> EXERCISE PASSAGE
_____

The goal was to separate some of our stateful workloads from our traditional hosting stack. This team exceeded their initial goal and created a highly available Kubernetes service that would be easier to manage than our existing database solution. 

The impact of this project on the future of hosting at WP Engine cannot be overstated, and that is why it won The Platinum Prospectors Prize. The team donated their winnings to Feeding America, contributing to the fight against hunger.

ChatWPYee-Haw: Girish Byraiah’s AI Code Wrangler Award

screenshot of an answer provided by the ChatWPYee-Haw AI assistant which was created by Ben Turner, Drew Holt, Eric Haase, Eric Hoanshelt, Justin Lim, Mehar Gangishetti, Parul Priya, Peter Nuernberg, Ramya Iyer, Silver Bowen, and Spencer Putnam

This team proved the underlying technologies that WP Engine could use to create an intelligent assistant for internal use. Leveraging Google’s Vertex AI Search, this team created a generative AI language model that integrates into Slack. 

Their creation delivered a stellar interactive demo, providing the finest cowboy facts this side of the Mississippi. This project opens the door to future models trained on internal knowledge sources similar to the ones used by the Search Cowboy project.

_____

> DATA SUPPLIED
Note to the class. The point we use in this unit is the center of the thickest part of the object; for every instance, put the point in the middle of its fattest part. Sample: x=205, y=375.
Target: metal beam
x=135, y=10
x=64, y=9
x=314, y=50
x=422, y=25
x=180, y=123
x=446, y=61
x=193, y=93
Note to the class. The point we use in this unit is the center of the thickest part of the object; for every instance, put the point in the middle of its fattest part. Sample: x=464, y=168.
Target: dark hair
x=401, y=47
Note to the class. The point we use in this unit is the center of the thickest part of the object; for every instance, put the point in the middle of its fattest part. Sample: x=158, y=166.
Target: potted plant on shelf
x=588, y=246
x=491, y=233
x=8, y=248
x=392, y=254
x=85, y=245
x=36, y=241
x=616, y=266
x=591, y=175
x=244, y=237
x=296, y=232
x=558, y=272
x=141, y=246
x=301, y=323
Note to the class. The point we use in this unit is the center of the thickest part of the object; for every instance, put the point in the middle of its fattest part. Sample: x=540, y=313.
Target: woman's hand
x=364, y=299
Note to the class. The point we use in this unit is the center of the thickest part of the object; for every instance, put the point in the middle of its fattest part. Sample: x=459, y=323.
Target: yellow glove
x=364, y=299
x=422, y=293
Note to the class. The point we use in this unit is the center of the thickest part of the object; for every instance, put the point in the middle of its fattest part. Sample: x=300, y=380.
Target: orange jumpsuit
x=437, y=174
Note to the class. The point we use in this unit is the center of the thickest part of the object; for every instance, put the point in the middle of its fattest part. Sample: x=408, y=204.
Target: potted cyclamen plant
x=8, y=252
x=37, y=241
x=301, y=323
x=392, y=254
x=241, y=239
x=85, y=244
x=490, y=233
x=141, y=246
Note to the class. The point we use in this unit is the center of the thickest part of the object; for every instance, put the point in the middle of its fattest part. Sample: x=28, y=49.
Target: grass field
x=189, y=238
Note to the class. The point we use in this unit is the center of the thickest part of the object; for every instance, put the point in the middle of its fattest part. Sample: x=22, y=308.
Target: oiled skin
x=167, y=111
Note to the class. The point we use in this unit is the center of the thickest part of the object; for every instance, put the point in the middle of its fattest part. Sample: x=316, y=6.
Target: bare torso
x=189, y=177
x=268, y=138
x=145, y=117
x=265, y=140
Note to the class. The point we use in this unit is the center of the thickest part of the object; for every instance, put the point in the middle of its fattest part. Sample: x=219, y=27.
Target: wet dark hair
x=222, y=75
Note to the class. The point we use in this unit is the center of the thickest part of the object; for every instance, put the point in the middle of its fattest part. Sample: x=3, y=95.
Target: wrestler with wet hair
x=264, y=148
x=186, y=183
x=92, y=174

_____

> LIST OF TASKS
**1.** Return the part of the WP Engine awards text from "screenshot of an" up to and including "integrates into Slack.", copied word for word.
**2.** Resume the WP Engine awards text, picking up right after its last sentence.

> ANSWERS GIVEN
**1.**
screenshot of an answer provided by the ChatWPYee-Haw AI assistant which was created by Ben Turner, Drew Holt, Eric Haase, Eric Hoanshelt, Justin Lim, Mehar Gangishetti, Parul Priya, Peter Nuernberg, Ramya Iyer, Silver Bowen, and Spencer Putnam

This team proved the underlying technologies that WP Engine could use to create an intelligent assistant for internal use. Leveraging Google’s Vertex AI Search, this team created a generative AI language model that integrates into Slack.

**2.**
Ben Turner, Drew Holt, Eric Haase, Eric Hoanshelt, Justin Lim, Mehar Gangishetti, Parul Priya, Peter Nuernberg, Ramya Iyer, Silver Bowen, and Spencer Putnam donated their winnings to Doctors Without Borders, which delivers worldwide emergency medical aid.

The spirit of innovation and collaboration we witnessed during the Old West Hackathon is something we carry with us every day at WP Engine. Our commitment extends to fostering an environment where employees are empowered to explore new ideas and take risks. Believing this ethos propels our ongoing innovation and growth.

Have you participated in other exciting Hackathons? Please share your experiences with us in the comments! 

If you’re eager to saddle up for our next Hackathon, WP Engine welcomes passionate individuals to join our Engineering teams. Exciting opportunities await, including our recent announcement of 20 new job openings at our award-winning Limerick office

For more details, visit our careers page.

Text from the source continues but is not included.